*YOUR INSTRUCTIONS*
Within the records below, repeat each line exactly but keep every picture out of the copy.

----

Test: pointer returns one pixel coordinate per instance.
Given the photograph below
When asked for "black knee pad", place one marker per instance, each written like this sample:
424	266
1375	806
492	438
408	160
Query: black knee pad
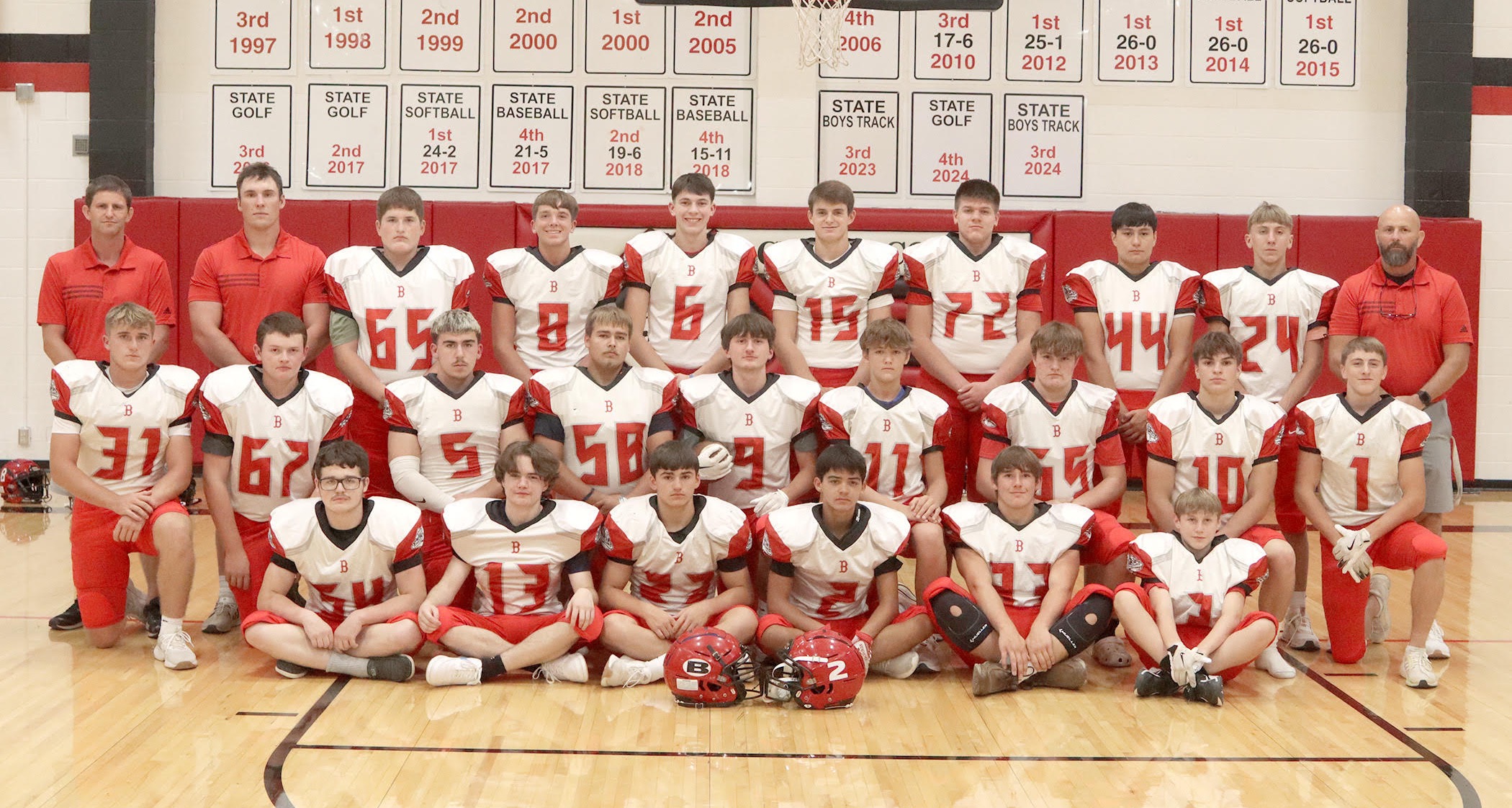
1089	622
959	619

----

*OUTPUT BELOW*
Test: pointer returns one pixel coordinate per instance.
Given the photograph below
When asked for "black knee pad", place one marker per instance, each written like this sample:
424	266
1375	806
492	438
408	160
Query: black knee pad
1089	622
959	619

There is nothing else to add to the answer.